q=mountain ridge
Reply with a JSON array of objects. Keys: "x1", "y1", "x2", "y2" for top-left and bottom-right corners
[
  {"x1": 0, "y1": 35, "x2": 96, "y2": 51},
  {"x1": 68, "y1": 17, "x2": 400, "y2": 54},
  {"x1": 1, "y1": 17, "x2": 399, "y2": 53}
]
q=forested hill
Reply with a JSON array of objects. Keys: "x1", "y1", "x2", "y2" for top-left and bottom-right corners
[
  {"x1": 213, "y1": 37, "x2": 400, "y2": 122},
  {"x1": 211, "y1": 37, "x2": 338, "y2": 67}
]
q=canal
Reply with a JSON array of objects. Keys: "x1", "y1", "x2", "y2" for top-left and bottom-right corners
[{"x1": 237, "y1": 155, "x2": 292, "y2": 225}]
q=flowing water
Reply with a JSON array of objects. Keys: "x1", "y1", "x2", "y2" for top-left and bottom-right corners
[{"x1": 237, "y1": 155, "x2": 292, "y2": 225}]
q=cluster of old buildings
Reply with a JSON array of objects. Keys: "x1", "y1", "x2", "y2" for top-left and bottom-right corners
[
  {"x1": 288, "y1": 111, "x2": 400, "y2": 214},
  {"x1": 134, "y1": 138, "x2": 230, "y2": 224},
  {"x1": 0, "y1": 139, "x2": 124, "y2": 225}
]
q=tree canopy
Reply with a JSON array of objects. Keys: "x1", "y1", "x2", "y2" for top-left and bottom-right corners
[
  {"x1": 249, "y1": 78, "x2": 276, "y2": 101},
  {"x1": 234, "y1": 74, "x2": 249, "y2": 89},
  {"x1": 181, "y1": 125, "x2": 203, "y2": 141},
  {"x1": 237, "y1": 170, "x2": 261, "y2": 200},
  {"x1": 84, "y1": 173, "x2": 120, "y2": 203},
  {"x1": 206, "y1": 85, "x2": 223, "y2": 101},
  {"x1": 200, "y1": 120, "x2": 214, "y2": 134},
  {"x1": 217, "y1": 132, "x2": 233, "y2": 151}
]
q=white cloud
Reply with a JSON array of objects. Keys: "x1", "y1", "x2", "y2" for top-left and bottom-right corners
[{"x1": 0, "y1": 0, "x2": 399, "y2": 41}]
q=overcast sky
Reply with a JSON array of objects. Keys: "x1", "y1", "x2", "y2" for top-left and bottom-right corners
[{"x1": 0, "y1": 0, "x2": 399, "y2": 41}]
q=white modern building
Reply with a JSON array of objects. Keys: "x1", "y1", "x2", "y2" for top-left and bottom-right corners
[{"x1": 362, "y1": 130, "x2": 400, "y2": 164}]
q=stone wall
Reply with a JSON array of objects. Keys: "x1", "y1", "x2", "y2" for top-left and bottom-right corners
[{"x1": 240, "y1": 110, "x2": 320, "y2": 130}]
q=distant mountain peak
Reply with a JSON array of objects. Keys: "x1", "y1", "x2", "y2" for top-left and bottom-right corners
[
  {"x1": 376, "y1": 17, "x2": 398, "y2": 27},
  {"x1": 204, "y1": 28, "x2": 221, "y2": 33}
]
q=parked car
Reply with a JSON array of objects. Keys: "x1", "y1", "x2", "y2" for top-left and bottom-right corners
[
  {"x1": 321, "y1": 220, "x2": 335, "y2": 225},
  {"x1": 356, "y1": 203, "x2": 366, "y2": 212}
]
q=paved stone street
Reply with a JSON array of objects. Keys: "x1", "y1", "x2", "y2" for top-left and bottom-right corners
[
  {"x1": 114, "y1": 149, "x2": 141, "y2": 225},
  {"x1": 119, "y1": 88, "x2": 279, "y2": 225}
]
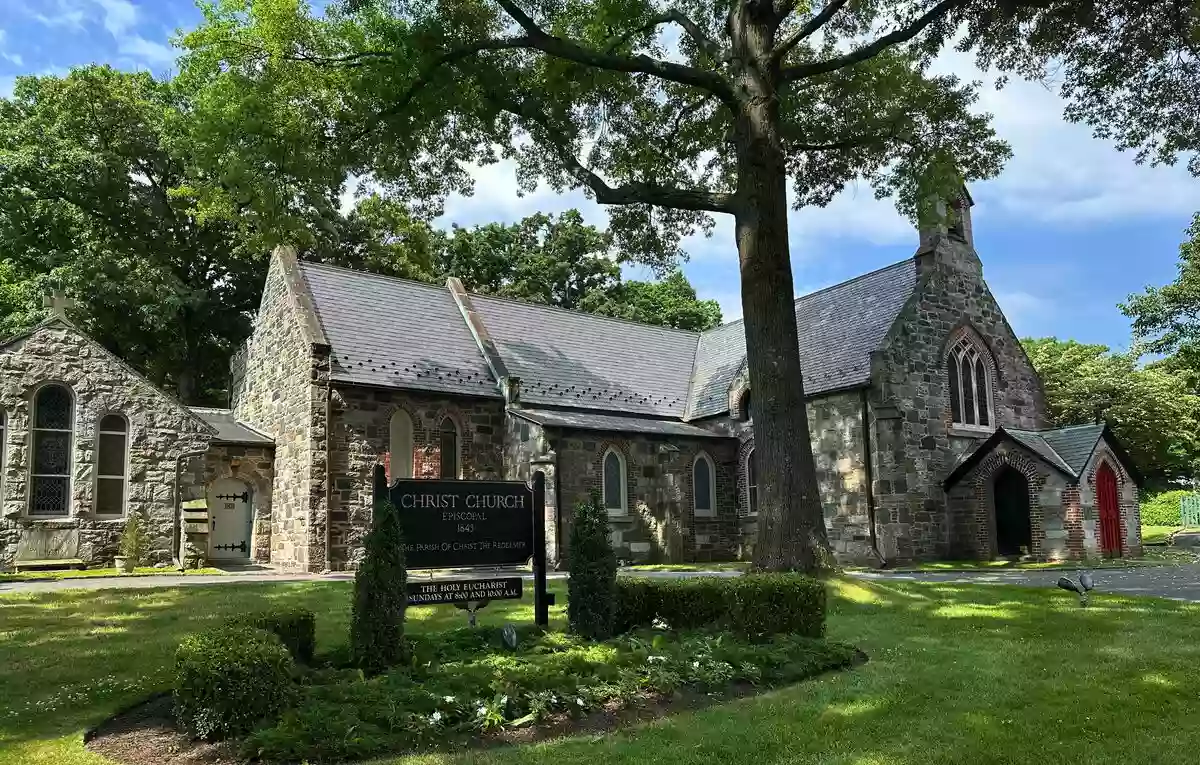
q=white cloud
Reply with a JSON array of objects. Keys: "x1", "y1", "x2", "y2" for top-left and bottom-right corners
[
  {"x1": 994, "y1": 290, "x2": 1053, "y2": 336},
  {"x1": 31, "y1": 2, "x2": 87, "y2": 30},
  {"x1": 92, "y1": 0, "x2": 137, "y2": 36},
  {"x1": 118, "y1": 35, "x2": 177, "y2": 67}
]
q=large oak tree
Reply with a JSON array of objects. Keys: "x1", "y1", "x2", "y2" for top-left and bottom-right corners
[{"x1": 179, "y1": 0, "x2": 1023, "y2": 571}]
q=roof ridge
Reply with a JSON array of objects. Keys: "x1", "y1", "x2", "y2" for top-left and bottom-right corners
[
  {"x1": 468, "y1": 290, "x2": 704, "y2": 337},
  {"x1": 299, "y1": 260, "x2": 450, "y2": 293}
]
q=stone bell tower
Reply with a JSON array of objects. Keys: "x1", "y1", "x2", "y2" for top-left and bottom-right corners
[{"x1": 916, "y1": 185, "x2": 981, "y2": 278}]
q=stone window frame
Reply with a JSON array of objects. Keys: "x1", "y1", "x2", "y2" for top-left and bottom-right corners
[
  {"x1": 743, "y1": 445, "x2": 759, "y2": 516},
  {"x1": 28, "y1": 382, "x2": 76, "y2": 518},
  {"x1": 945, "y1": 327, "x2": 996, "y2": 434},
  {"x1": 94, "y1": 413, "x2": 130, "y2": 518},
  {"x1": 438, "y1": 416, "x2": 460, "y2": 479},
  {"x1": 601, "y1": 445, "x2": 628, "y2": 517},
  {"x1": 692, "y1": 451, "x2": 716, "y2": 517},
  {"x1": 388, "y1": 409, "x2": 415, "y2": 480}
]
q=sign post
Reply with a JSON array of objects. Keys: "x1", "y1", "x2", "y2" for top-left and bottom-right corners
[{"x1": 532, "y1": 471, "x2": 550, "y2": 627}]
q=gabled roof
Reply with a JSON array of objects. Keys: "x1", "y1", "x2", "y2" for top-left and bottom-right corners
[
  {"x1": 190, "y1": 408, "x2": 274, "y2": 446},
  {"x1": 944, "y1": 423, "x2": 1143, "y2": 487},
  {"x1": 300, "y1": 262, "x2": 501, "y2": 398},
  {"x1": 293, "y1": 256, "x2": 919, "y2": 420},
  {"x1": 688, "y1": 259, "x2": 918, "y2": 419},
  {"x1": 469, "y1": 294, "x2": 699, "y2": 417}
]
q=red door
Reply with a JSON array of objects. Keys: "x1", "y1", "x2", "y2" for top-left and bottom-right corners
[{"x1": 1097, "y1": 463, "x2": 1123, "y2": 557}]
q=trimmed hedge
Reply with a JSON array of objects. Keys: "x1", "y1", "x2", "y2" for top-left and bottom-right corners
[
  {"x1": 231, "y1": 607, "x2": 316, "y2": 664},
  {"x1": 567, "y1": 491, "x2": 618, "y2": 639},
  {"x1": 615, "y1": 574, "x2": 825, "y2": 638},
  {"x1": 174, "y1": 624, "x2": 294, "y2": 740},
  {"x1": 1140, "y1": 490, "x2": 1194, "y2": 526}
]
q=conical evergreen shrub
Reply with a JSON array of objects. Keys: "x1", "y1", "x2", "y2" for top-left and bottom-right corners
[
  {"x1": 568, "y1": 490, "x2": 618, "y2": 640},
  {"x1": 350, "y1": 497, "x2": 408, "y2": 673}
]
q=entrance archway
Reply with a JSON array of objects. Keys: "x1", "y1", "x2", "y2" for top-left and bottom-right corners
[
  {"x1": 993, "y1": 467, "x2": 1032, "y2": 557},
  {"x1": 207, "y1": 479, "x2": 253, "y2": 560},
  {"x1": 1096, "y1": 462, "x2": 1123, "y2": 557}
]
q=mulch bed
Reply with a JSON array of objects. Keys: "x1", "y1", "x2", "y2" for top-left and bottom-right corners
[{"x1": 86, "y1": 649, "x2": 867, "y2": 765}]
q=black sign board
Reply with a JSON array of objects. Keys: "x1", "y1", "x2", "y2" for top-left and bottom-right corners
[
  {"x1": 407, "y1": 577, "x2": 523, "y2": 606},
  {"x1": 389, "y1": 479, "x2": 535, "y2": 569}
]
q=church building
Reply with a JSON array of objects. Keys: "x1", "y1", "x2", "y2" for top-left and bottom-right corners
[{"x1": 0, "y1": 194, "x2": 1143, "y2": 571}]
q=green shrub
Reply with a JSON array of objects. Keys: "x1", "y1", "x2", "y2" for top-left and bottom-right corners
[
  {"x1": 567, "y1": 491, "x2": 618, "y2": 640},
  {"x1": 351, "y1": 499, "x2": 408, "y2": 674},
  {"x1": 1141, "y1": 490, "x2": 1193, "y2": 526},
  {"x1": 174, "y1": 625, "x2": 294, "y2": 740},
  {"x1": 231, "y1": 607, "x2": 316, "y2": 664},
  {"x1": 615, "y1": 574, "x2": 825, "y2": 638},
  {"x1": 118, "y1": 511, "x2": 153, "y2": 565}
]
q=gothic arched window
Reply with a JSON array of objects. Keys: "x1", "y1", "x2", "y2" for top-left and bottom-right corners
[
  {"x1": 947, "y1": 334, "x2": 993, "y2": 429},
  {"x1": 388, "y1": 410, "x2": 414, "y2": 480},
  {"x1": 693, "y1": 452, "x2": 715, "y2": 516},
  {"x1": 439, "y1": 417, "x2": 459, "y2": 479},
  {"x1": 745, "y1": 448, "x2": 759, "y2": 515},
  {"x1": 30, "y1": 384, "x2": 73, "y2": 516},
  {"x1": 602, "y1": 447, "x2": 627, "y2": 515}
]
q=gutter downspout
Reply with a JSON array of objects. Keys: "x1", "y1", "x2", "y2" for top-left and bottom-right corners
[
  {"x1": 173, "y1": 448, "x2": 211, "y2": 570},
  {"x1": 860, "y1": 389, "x2": 885, "y2": 567}
]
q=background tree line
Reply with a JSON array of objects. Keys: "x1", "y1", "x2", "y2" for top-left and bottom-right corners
[{"x1": 0, "y1": 66, "x2": 719, "y2": 406}]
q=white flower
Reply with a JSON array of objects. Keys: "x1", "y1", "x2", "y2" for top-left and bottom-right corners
[
  {"x1": 430, "y1": 711, "x2": 443, "y2": 723},
  {"x1": 443, "y1": 695, "x2": 456, "y2": 704},
  {"x1": 477, "y1": 704, "x2": 487, "y2": 717},
  {"x1": 500, "y1": 695, "x2": 508, "y2": 705},
  {"x1": 576, "y1": 697, "x2": 585, "y2": 707},
  {"x1": 693, "y1": 661, "x2": 700, "y2": 669},
  {"x1": 647, "y1": 655, "x2": 666, "y2": 663}
]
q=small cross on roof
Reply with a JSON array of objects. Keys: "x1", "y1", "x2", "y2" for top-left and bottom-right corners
[{"x1": 42, "y1": 291, "x2": 76, "y2": 320}]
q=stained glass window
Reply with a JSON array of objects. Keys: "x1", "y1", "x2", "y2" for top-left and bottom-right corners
[
  {"x1": 947, "y1": 336, "x2": 993, "y2": 430},
  {"x1": 31, "y1": 385, "x2": 73, "y2": 516},
  {"x1": 694, "y1": 454, "x2": 714, "y2": 514},
  {"x1": 439, "y1": 418, "x2": 458, "y2": 479},
  {"x1": 96, "y1": 414, "x2": 128, "y2": 516},
  {"x1": 388, "y1": 411, "x2": 413, "y2": 480},
  {"x1": 603, "y1": 448, "x2": 625, "y2": 513}
]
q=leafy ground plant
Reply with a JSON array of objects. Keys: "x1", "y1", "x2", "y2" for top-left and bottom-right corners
[{"x1": 242, "y1": 626, "x2": 858, "y2": 763}]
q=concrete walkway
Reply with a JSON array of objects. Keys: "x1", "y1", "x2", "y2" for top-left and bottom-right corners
[
  {"x1": 852, "y1": 563, "x2": 1200, "y2": 602},
  {"x1": 0, "y1": 566, "x2": 741, "y2": 595}
]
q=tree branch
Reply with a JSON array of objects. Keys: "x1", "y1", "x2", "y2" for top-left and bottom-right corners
[
  {"x1": 600, "y1": 9, "x2": 724, "y2": 60},
  {"x1": 771, "y1": 0, "x2": 852, "y2": 65},
  {"x1": 781, "y1": 0, "x2": 967, "y2": 81},
  {"x1": 490, "y1": 91, "x2": 735, "y2": 213},
  {"x1": 492, "y1": 0, "x2": 734, "y2": 100}
]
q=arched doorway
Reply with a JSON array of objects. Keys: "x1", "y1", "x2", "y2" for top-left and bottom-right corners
[
  {"x1": 1096, "y1": 462, "x2": 1123, "y2": 557},
  {"x1": 993, "y1": 467, "x2": 1032, "y2": 557},
  {"x1": 207, "y1": 479, "x2": 253, "y2": 561}
]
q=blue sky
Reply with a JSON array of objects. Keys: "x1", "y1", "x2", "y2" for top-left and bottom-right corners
[{"x1": 2, "y1": 0, "x2": 1197, "y2": 350}]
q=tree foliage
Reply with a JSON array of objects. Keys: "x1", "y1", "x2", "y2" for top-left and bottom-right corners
[
  {"x1": 1022, "y1": 337, "x2": 1200, "y2": 480},
  {"x1": 178, "y1": 0, "x2": 1027, "y2": 572},
  {"x1": 1122, "y1": 214, "x2": 1200, "y2": 367}
]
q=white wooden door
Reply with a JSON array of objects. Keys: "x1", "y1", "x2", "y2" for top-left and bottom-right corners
[{"x1": 207, "y1": 479, "x2": 252, "y2": 560}]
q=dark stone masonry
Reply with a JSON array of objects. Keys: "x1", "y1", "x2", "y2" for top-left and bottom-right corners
[{"x1": 0, "y1": 191, "x2": 1143, "y2": 571}]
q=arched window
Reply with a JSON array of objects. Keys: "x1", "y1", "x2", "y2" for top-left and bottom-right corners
[
  {"x1": 947, "y1": 334, "x2": 993, "y2": 429},
  {"x1": 388, "y1": 410, "x2": 414, "y2": 480},
  {"x1": 602, "y1": 447, "x2": 627, "y2": 515},
  {"x1": 95, "y1": 414, "x2": 128, "y2": 516},
  {"x1": 745, "y1": 448, "x2": 758, "y2": 515},
  {"x1": 439, "y1": 417, "x2": 459, "y2": 479},
  {"x1": 30, "y1": 384, "x2": 73, "y2": 516},
  {"x1": 693, "y1": 452, "x2": 715, "y2": 516}
]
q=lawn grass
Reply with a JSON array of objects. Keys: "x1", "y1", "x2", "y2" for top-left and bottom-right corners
[
  {"x1": 3, "y1": 577, "x2": 1200, "y2": 765},
  {"x1": 884, "y1": 556, "x2": 1167, "y2": 572},
  {"x1": 623, "y1": 561, "x2": 748, "y2": 572},
  {"x1": 0, "y1": 567, "x2": 225, "y2": 583}
]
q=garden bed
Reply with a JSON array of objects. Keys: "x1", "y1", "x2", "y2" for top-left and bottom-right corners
[{"x1": 85, "y1": 626, "x2": 862, "y2": 765}]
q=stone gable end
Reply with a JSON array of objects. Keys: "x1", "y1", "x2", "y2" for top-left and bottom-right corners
[{"x1": 0, "y1": 321, "x2": 214, "y2": 567}]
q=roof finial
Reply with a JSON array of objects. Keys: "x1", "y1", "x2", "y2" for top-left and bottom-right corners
[{"x1": 42, "y1": 290, "x2": 76, "y2": 320}]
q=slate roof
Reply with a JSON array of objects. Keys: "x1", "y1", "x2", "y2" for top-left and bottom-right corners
[
  {"x1": 300, "y1": 262, "x2": 500, "y2": 398},
  {"x1": 467, "y1": 294, "x2": 699, "y2": 417},
  {"x1": 295, "y1": 257, "x2": 919, "y2": 420},
  {"x1": 190, "y1": 408, "x2": 274, "y2": 446},
  {"x1": 512, "y1": 407, "x2": 726, "y2": 439},
  {"x1": 945, "y1": 423, "x2": 1141, "y2": 487},
  {"x1": 687, "y1": 259, "x2": 918, "y2": 419}
]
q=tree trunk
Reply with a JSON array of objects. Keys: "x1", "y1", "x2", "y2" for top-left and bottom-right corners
[{"x1": 730, "y1": 3, "x2": 834, "y2": 574}]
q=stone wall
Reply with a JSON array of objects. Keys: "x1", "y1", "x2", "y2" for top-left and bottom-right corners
[
  {"x1": 726, "y1": 390, "x2": 874, "y2": 564},
  {"x1": 0, "y1": 321, "x2": 213, "y2": 569},
  {"x1": 552, "y1": 430, "x2": 739, "y2": 564},
  {"x1": 503, "y1": 413, "x2": 559, "y2": 562},
  {"x1": 327, "y1": 385, "x2": 506, "y2": 568},
  {"x1": 1080, "y1": 443, "x2": 1142, "y2": 558},
  {"x1": 871, "y1": 238, "x2": 1048, "y2": 561},
  {"x1": 231, "y1": 252, "x2": 328, "y2": 571}
]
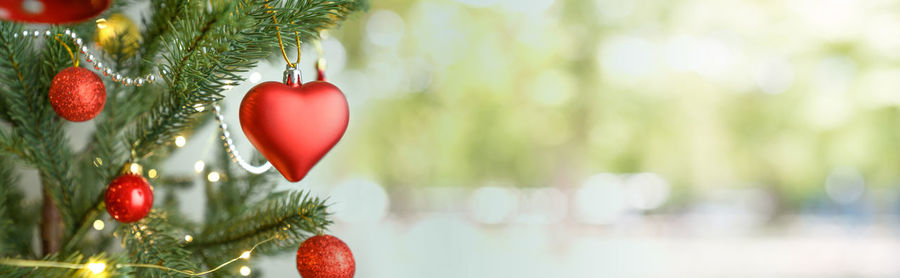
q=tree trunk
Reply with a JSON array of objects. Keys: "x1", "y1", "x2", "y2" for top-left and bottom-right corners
[{"x1": 40, "y1": 186, "x2": 61, "y2": 255}]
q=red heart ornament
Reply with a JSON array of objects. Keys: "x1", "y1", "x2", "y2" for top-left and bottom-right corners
[{"x1": 239, "y1": 80, "x2": 348, "y2": 182}]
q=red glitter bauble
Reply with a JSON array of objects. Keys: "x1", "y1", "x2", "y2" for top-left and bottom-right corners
[
  {"x1": 49, "y1": 67, "x2": 106, "y2": 122},
  {"x1": 296, "y1": 235, "x2": 355, "y2": 278},
  {"x1": 104, "y1": 174, "x2": 153, "y2": 223}
]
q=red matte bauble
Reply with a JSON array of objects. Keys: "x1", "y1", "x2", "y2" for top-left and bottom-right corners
[
  {"x1": 104, "y1": 174, "x2": 153, "y2": 223},
  {"x1": 0, "y1": 0, "x2": 111, "y2": 24},
  {"x1": 296, "y1": 235, "x2": 355, "y2": 278},
  {"x1": 49, "y1": 67, "x2": 106, "y2": 122},
  {"x1": 239, "y1": 80, "x2": 348, "y2": 182}
]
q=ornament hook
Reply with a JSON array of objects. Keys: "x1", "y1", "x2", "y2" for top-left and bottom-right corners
[{"x1": 283, "y1": 64, "x2": 302, "y2": 87}]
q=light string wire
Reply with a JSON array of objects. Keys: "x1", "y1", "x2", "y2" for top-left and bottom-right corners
[
  {"x1": 212, "y1": 103, "x2": 273, "y2": 174},
  {"x1": 0, "y1": 237, "x2": 277, "y2": 276}
]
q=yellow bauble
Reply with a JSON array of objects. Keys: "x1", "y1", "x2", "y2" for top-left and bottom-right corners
[{"x1": 95, "y1": 14, "x2": 140, "y2": 58}]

● ● ● ● ● ● ●

▸ What you need to do
This task calls for each line of the material that contains "mountain".

▸ Your response
q=mountain ridge
q=distant mountain peak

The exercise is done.